A pump bearing system consists of bearings to carry radial loads and at least one bearing
to carry axial or thrust loads. For horizontally mounted pumps, there are two basic pump
rotor arrangements: the pumping element overhangs the bearing system (Figure 1) or the
pumping element is between bearings (Figure 2). The function of bearings in centrifugal
pumps is to keep the shaft or rotor in correct alignment with the stationary parts under
the action of radial and transverse loads. Bearings that give radial positioning to the rotor
are known as radial or line bearings, and those that locate the rotor axially are called
thrust bearings. In most applications, the thrust bearings actually carry both axial and
radial loads.
Loads on Bearings Centrifugal pump bearings are subject to radial and axial loads that
result from internal pressures acting on the surface areas of the impeller. The resultant
force acting perpendicular to the shaft is considered radial load and the resultant force
acting along the shaft axis is considered axial load. Loads in a centrifugal pump vary considerably
and are approximately proportional to the developed pressure for a given pump
design. Pressure variations occur because of changes in liquid specific gravity, varying
operating speed, changes in impeller diameter and at various operating points on the performance
curve. Centrifugal pump bearings must be carefully selected to operate reliably
when carrying any of these varying loads.

> [Information shown]:
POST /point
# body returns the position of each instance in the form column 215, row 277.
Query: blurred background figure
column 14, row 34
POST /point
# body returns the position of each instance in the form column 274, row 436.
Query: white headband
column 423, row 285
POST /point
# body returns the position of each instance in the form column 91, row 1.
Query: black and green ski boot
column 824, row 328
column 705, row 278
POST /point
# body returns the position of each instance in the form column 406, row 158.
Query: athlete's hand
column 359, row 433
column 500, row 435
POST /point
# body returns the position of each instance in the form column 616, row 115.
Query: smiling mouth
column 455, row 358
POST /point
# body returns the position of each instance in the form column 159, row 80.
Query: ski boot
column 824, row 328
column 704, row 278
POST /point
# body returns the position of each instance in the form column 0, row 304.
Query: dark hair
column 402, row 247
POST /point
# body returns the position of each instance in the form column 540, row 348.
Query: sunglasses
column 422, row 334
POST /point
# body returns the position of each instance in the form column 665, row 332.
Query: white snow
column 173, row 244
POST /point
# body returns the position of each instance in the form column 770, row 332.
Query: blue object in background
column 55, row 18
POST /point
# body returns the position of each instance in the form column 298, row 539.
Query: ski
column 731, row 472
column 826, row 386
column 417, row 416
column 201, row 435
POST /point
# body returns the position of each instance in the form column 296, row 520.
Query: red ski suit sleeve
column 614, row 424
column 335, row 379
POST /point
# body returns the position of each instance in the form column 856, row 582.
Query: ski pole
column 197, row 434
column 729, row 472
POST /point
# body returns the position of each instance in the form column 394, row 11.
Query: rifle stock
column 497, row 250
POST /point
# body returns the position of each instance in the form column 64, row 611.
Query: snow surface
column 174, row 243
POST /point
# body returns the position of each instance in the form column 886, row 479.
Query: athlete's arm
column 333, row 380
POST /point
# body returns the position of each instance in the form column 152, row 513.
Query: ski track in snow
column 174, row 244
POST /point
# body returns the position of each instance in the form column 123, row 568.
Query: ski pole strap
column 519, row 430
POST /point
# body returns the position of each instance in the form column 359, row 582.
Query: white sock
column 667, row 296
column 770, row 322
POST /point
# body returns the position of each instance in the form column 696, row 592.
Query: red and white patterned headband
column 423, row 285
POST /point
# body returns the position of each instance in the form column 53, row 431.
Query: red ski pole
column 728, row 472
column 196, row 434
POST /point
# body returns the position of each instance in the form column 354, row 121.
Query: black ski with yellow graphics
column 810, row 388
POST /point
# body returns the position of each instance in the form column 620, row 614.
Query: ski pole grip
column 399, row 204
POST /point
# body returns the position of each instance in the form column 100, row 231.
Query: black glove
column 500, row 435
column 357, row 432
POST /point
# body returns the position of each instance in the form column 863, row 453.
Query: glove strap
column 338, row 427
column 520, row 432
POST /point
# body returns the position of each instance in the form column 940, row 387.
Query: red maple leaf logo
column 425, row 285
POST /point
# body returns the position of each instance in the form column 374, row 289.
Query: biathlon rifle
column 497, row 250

> [Problem requirements]: Reproduce word for word the part of the pump bearings passage above that starts at the words "Loads on Bearings" and stops after "these varying loads.".

> [The response]:
Loads on Bearings Centrifugal pump bearings are subject to radial and axial loads that
result from internal pressures acting on the surface areas of the impeller. The resultant
force acting perpendicular to the shaft is considered radial load and the resultant force
acting along the shaft axis is considered axial load. Loads in a centrifugal pump vary considerably
and are approximately proportional to the developed pressure for a given pump
design. Pressure variations occur because of changes in liquid specific gravity, varying
operating speed, changes in impeller diameter and at various operating points on the performance
curve. Centrifugal pump bearings must be carefully selected to operate reliably
when carrying any of these varying loads.